:: Task statement ::
In the passage on streaming logs, what serves as the boundary between the backlog and the live updates?

:: Passage shown ::
━━━━━━

WebSocket lets the server push new log events to the client.

That fits a running log viewer well. The server can send an event when a new chunk of log output appears, and there is no need to make repeated requests when nothing is changing. It also maps naturally to fan-out, where multiple viewers receive the same event.

However, using WebSocket for everything creates other problems.

The server needs to manage connected clients.
Reconnect and resume behavior must be designed.
If the backlog is large, a huge amount of log text may be sent over WebSocket.
Logs produced before the client connected still need to be delivered somehow.

So WebSocket looks best as the transport for live updates, while historical logs are fetched over HTTP.

backlog: HTTP
live updates: WebSocket
boundary: last seen offset

SSE

SSE can also be used for live tailing logs, because it sends events from the server to the client over a one-way stream.

It is closer to HTTP than WebSocket, and can be easier to handle from the browser side in some cases. But as I understand it, if multiple people are watching the same log stream and we want strict retry / resume behavior after a failed connection, the server still needs to manage connected clients and last seen offsets.

In other words, both SSE and WebSocket eventually lead to the same core question: which viewer has seen which offset of which stream?

So the transport choice matters, but it is not the whole design. The bigger question is whether the log stream is modeled in a way that can be resumed.

What GitHub Seems to Use

For GitHub Actions, the CLI and the browser seem to make different choices.

The CLI leans toward polling. The browser version appears to lean toward WebSocket.

That difference is interesting.

The CLI is mainly a terminal view of which job / step is currently running, so refreshing state every few seconds is often enough. The browser log viewer, on the other hand, shows log text growing live in the page. That is a better fit for a push-based realtime system.

The CLI Uses Polling

First, gh run watch in GitHub CLI does not stream log text.

━━━━━━

:: Given information ::
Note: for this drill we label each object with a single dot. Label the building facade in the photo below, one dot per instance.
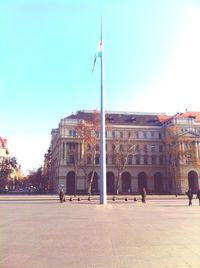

━━━━━━

:: Result of this task ::
The last seen offset.